EXERCISE GOAL: Give as output the line that contains "positive clicks: (363, 1006) (1403, 998)", followed by every remaining line of the entries, unchanged and with nothing added.

[Stored records]
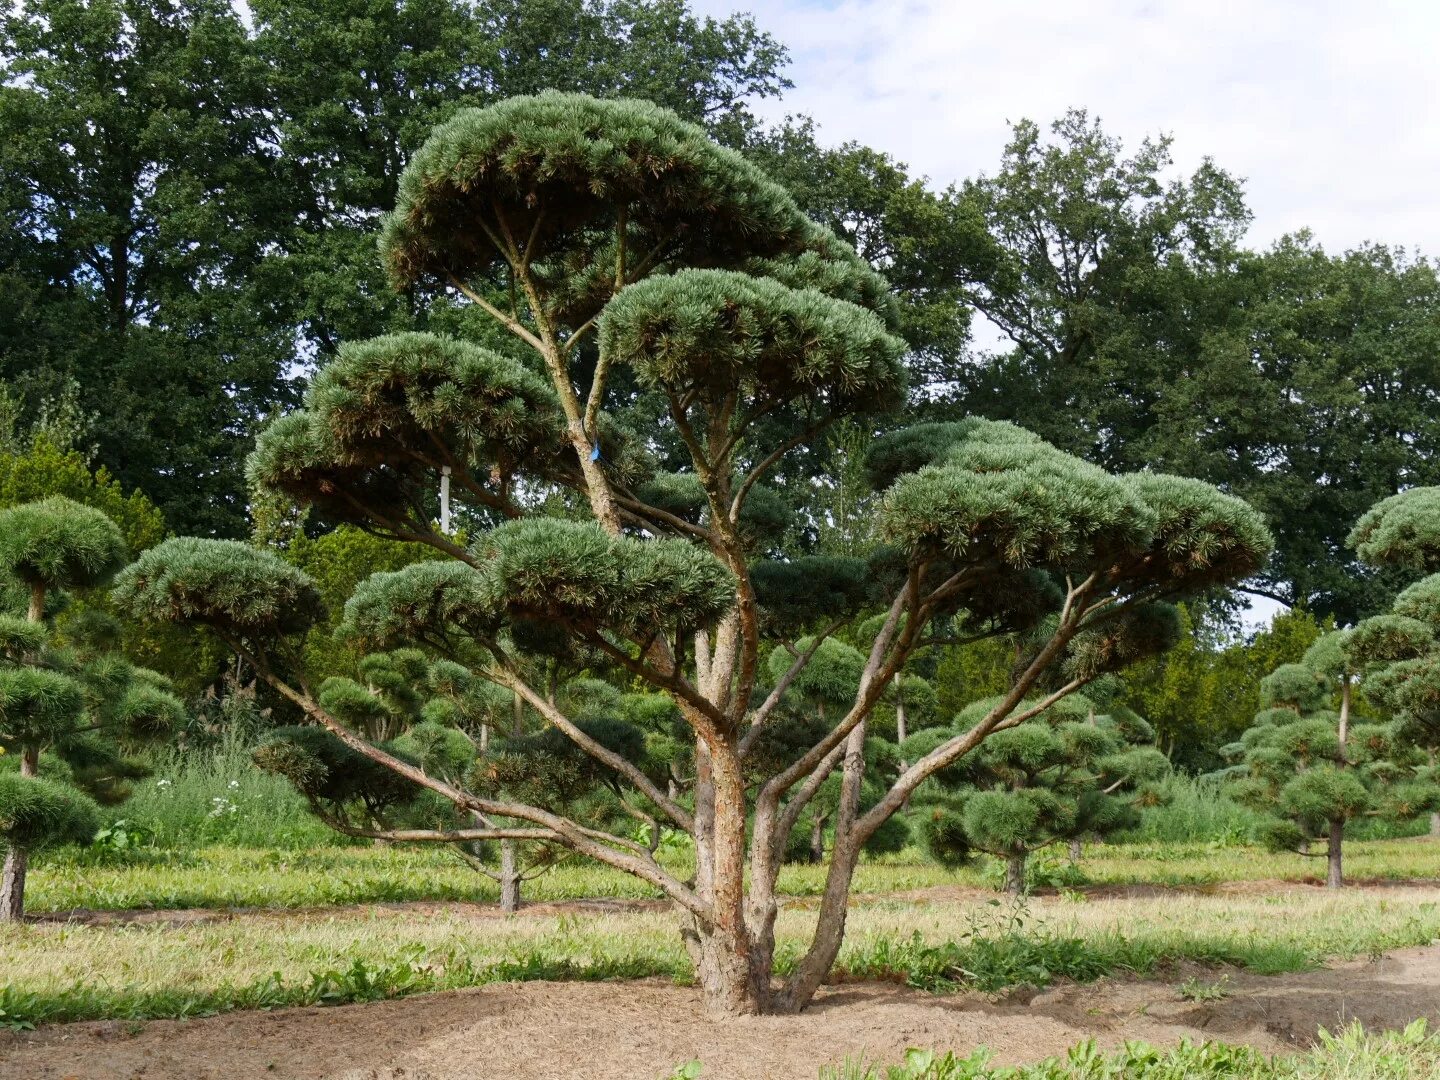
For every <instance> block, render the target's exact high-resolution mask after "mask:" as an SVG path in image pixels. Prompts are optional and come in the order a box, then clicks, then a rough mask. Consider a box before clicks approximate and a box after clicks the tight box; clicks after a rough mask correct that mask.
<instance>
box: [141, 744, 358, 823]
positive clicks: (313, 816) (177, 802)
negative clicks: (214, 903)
mask: <svg viewBox="0 0 1440 1080" xmlns="http://www.w3.org/2000/svg"><path fill="white" fill-rule="evenodd" d="M120 816H124V819H125V821H127V824H128V825H131V827H132V828H137V829H138V831H141V832H143V834H147V835H150V837H151V841H153V844H154V845H156V847H158V848H197V847H204V845H210V844H223V845H230V847H253V848H285V850H294V848H308V847H321V845H324V847H331V845H334V844H336V842H337V838H336V834H334V832H331V831H330V829H328V828H325V827H324V825H323V824H320V822H318V821H317V819H315V818H314V816H312V815H311V814H310V811H308V809H307V808H305V802H304V799H301V796H300V795H297V793H295V789H294V788H292V786H291V785H289V782H288V780H287V779H285V778H282V776H275V775H272V773H266V772H262V770H261V769H258V768H256V766H255V762H252V760H251V746H249V740H245V739H242V737H238V736H233V737H232V736H226V737H222V739H219V740H216V742H215V743H213V744H209V746H204V747H194V749H186V750H181V749H177V747H170V749H167V750H164V752H161V753H160V755H157V757H156V760H154V766H153V772H151V775H150V776H147V778H145V779H143V780H140V782H137V785H135V792H134V795H131V798H130V801H128V802H127V804H125V805H124V808H122V809H121V811H120Z"/></svg>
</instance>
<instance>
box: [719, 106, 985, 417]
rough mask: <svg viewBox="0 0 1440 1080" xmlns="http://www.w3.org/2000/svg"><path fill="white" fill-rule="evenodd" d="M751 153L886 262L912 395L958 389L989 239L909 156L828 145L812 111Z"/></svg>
mask: <svg viewBox="0 0 1440 1080" xmlns="http://www.w3.org/2000/svg"><path fill="white" fill-rule="evenodd" d="M746 154H747V156H749V157H750V158H752V160H755V161H757V163H759V164H760V166H762V167H763V168H766V171H769V173H770V174H772V176H775V179H776V180H779V181H780V183H782V184H785V186H786V187H788V189H789V190H791V192H792V193H793V196H795V200H796V202H798V203H799V206H801V209H804V210H805V212H806V213H808V215H809V216H811V217H814V219H815V220H816V222H819V223H821V225H824V226H825V228H828V229H831V230H834V233H835V235H837V236H840V238H841V239H844V240H845V242H847V243H848V245H850V246H852V248H854V249H855V252H857V253H858V255H860V256H861V258H863V259H865V262H868V264H870V265H871V266H876V268H877V269H880V271H881V272H883V274H884V275H886V279H887V281H888V282H890V287H891V288H893V289H894V291H896V295H897V297H899V300H900V333H901V336H903V337H904V338H906V343H907V344H909V346H910V354H909V356H907V359H906V367H907V370H909V373H910V393H912V403H913V405H914V408H917V409H924V406H926V402H927V400H930V399H933V397H935V396H936V395H943V393H948V395H953V393H955V390H956V387H958V384H959V382H960V380H962V377H963V369H962V363H963V359H965V357H963V350H965V346H966V344H968V338H969V325H971V307H969V297H968V294H966V287H965V284H963V281H965V272H966V269H968V266H969V264H971V261H972V259H975V258H976V256H978V255H979V253H981V252H979V251H976V249H978V248H979V249H982V251H984V249H985V248H986V242H985V239H984V236H982V233H979V232H978V230H976V229H975V228H973V223H972V222H971V220H969V219H968V217H965V216H960V215H955V213H953V212H952V210H950V209H949V206H948V204H946V199H945V196H942V194H936V193H935V192H932V190H930V189H929V187H927V186H926V183H924V180H923V179H919V177H912V176H910V174H909V171H907V168H906V166H904V163H900V161H894V160H893V158H891V157H890V156H887V154H884V153H880V151H877V150H871V148H870V147H864V145H860V144H858V143H847V144H844V145H841V147H835V148H827V147H822V145H821V144H819V141H818V135H816V131H815V125H814V124H812V122H811V121H808V120H799V121H789V122H786V124H785V125H783V127H780V128H776V130H773V131H769V132H763V134H757V135H756V137H755V138H753V140H750V143H749V145H747V147H746Z"/></svg>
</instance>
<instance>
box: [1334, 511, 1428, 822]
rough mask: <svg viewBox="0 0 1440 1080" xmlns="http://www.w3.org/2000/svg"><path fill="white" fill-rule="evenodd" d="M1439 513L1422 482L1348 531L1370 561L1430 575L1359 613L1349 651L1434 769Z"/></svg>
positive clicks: (1367, 559)
mask: <svg viewBox="0 0 1440 1080" xmlns="http://www.w3.org/2000/svg"><path fill="white" fill-rule="evenodd" d="M1437 521H1440V488H1433V487H1418V488H1410V490H1408V491H1403V492H1400V494H1398V495H1391V497H1390V498H1384V500H1381V501H1380V503H1377V504H1375V505H1374V507H1371V508H1369V510H1368V511H1367V513H1365V516H1364V517H1361V520H1359V521H1358V523H1356V524H1355V528H1354V530H1352V531H1351V536H1349V543H1351V546H1352V547H1354V549H1355V553H1356V554H1358V556H1359V559H1362V560H1364V562H1365V563H1368V564H1369V566H1374V567H1380V569H1381V570H1385V569H1397V567H1398V569H1400V570H1404V572H1407V573H1410V575H1414V573H1424V575H1427V576H1426V577H1421V579H1420V580H1418V582H1416V583H1414V585H1411V586H1408V588H1405V589H1403V590H1401V592H1400V595H1398V596H1397V598H1395V600H1394V603H1392V605H1391V608H1390V611H1387V612H1384V613H1381V615H1372V616H1371V618H1368V619H1362V621H1361V622H1359V624H1358V625H1356V626H1355V631H1354V634H1352V638H1351V648H1349V652H1351V654H1352V657H1354V661H1355V662H1356V664H1361V665H1364V668H1365V672H1367V678H1365V693H1367V697H1369V698H1371V700H1372V701H1374V703H1375V706H1377V707H1380V708H1381V710H1384V711H1385V713H1387V714H1388V716H1391V717H1394V719H1395V720H1397V721H1398V724H1400V729H1401V730H1400V737H1401V739H1404V740H1405V743H1408V744H1410V746H1416V747H1420V750H1421V752H1423V753H1424V757H1426V762H1427V765H1428V766H1430V773H1431V775H1433V773H1434V766H1436V760H1437V757H1440V645H1437V641H1440V638H1437V635H1440V573H1436V572H1437V570H1440V526H1437ZM1433 782H1440V778H1433ZM1437 811H1440V808H1437ZM1430 831H1431V832H1433V834H1437V835H1440V812H1434V814H1431V818H1430Z"/></svg>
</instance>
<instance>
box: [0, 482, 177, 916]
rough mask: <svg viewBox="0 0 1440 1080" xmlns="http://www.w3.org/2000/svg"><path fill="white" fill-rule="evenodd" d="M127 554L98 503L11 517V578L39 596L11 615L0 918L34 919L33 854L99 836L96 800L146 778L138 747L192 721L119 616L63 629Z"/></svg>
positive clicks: (4, 557) (68, 505) (1, 570)
mask: <svg viewBox="0 0 1440 1080" xmlns="http://www.w3.org/2000/svg"><path fill="white" fill-rule="evenodd" d="M124 559H125V546H124V539H122V537H121V533H120V528H117V526H115V523H114V521H111V520H109V518H108V517H105V516H104V514H102V513H99V511H98V510H94V508H91V507H85V505H81V504H79V503H73V501H71V500H68V498H62V497H50V498H46V500H42V501H39V503H26V504H23V505H19V507H12V508H9V510H0V575H4V577H6V579H10V580H14V582H17V583H19V585H20V586H22V589H23V592H24V593H26V595H27V596H29V603H27V605H24V606H23V608H20V609H19V611H16V612H0V845H3V847H4V851H6V857H4V870H3V877H0V920H17V919H20V917H22V916H23V913H24V878H26V867H27V861H29V852H30V850H33V848H40V847H46V845H49V844H60V842H66V841H79V842H84V841H88V840H89V838H91V835H92V834H94V832H95V828H96V827H98V809H96V805H95V804H96V799H98V801H101V802H118V801H121V799H124V798H125V796H127V795H128V788H127V783H125V782H127V780H128V779H132V778H135V776H141V775H144V769H143V766H141V765H140V763H138V762H137V760H135V759H134V757H131V756H128V755H127V750H128V749H131V747H134V746H135V744H137V743H140V742H143V740H147V739H156V737H160V736H164V734H167V733H168V732H170V730H173V729H174V727H176V724H179V723H180V720H181V719H183V713H184V710H183V707H181V704H180V701H179V698H176V697H174V696H173V694H171V693H170V690H168V684H167V683H166V680H164V678H161V677H160V675H157V674H156V672H153V671H147V670H144V668H137V667H134V665H131V664H128V662H127V661H124V660H122V658H120V657H118V655H117V654H115V652H114V651H112V649H114V638H115V631H117V626H115V625H114V622H112V621H109V619H107V618H104V616H101V615H99V613H98V612H94V611H92V612H88V618H82V619H75V621H71V622H69V624H68V626H66V629H65V634H63V635H59V634H56V631H55V626H53V616H52V612H53V609H55V608H56V606H58V605H60V603H63V602H65V599H66V595H68V593H66V590H69V589H95V588H99V586H104V585H107V583H108V580H109V577H111V576H112V575H114V573H115V570H117V569H118V567H120V566H121V564H122V563H124ZM12 763H13V768H12Z"/></svg>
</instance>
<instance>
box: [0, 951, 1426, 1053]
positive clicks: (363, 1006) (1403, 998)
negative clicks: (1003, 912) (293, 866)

RESPONSE TO THIS EXERCISE:
positive clicks: (363, 1006) (1403, 998)
negative clicks: (1003, 912) (293, 866)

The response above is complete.